**ASSIGNMENT:**
Only the lines from the one containing "Query: cable on floor" through the end of the entries are to be copied, exactly and without pictures, please.

**Region pointing data:**
▬▬▬▬▬▬▬▬▬▬

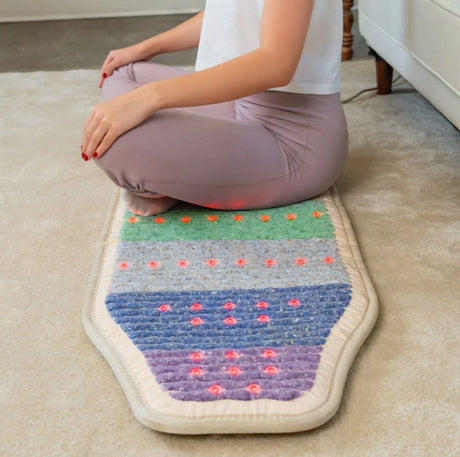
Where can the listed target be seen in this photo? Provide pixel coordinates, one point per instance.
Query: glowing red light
(216, 389)
(164, 308)
(197, 371)
(254, 388)
(196, 355)
(197, 321)
(234, 371)
(232, 354)
(269, 353)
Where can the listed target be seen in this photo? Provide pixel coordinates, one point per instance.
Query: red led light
(216, 389)
(164, 308)
(197, 371)
(271, 369)
(254, 388)
(197, 355)
(232, 354)
(269, 353)
(294, 302)
(234, 371)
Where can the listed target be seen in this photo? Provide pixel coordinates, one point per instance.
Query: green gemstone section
(264, 224)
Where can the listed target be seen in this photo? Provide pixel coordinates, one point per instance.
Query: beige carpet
(401, 187)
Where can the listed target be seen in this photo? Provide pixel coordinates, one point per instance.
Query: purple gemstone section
(278, 373)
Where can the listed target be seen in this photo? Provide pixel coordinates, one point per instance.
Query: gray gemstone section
(225, 272)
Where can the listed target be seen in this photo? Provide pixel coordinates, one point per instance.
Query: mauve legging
(269, 149)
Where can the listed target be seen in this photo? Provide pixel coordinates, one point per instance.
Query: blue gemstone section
(309, 323)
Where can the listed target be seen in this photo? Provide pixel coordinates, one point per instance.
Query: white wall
(36, 10)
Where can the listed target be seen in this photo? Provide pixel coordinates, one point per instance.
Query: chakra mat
(231, 321)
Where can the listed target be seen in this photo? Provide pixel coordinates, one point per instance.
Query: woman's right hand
(118, 57)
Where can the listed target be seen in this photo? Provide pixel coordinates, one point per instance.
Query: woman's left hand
(111, 119)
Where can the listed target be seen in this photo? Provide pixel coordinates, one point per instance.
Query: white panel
(27, 10)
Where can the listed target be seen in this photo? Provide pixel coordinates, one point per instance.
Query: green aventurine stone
(308, 219)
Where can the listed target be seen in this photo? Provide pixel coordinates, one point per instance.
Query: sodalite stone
(237, 318)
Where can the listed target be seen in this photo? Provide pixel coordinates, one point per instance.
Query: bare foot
(145, 206)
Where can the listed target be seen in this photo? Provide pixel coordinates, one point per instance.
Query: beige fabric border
(156, 409)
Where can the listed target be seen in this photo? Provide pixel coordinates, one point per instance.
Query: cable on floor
(367, 90)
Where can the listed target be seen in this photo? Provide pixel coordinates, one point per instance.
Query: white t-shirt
(232, 28)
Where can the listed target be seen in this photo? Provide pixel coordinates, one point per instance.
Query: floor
(84, 43)
(400, 188)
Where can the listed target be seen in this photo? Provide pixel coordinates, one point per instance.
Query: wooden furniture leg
(348, 19)
(384, 74)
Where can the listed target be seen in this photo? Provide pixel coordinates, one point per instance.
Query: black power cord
(366, 90)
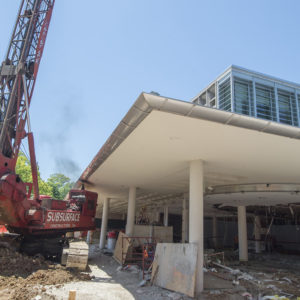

▬▬▬▬▬▬▬▬▬▬

**RESPONSE:**
Query: cable on floor
(367, 90)
Where can the listed target be seen in this photo? Provide pixel coordinates, one point per instance.
Query: white t-shirt
(232, 28)
Where can the listed target be seen in this photo? Provide pixel coordinates, one point per instance.
Query: floor
(84, 43)
(400, 188)
Where can the listed target be seen in this photo? Provide pixel coordinates, one point per instance.
Query: wooden furniture leg
(348, 19)
(384, 74)
Where can the listed target be seen in this photo? Provide pixel coordinates, one point per instance.
Query: black power cord
(366, 90)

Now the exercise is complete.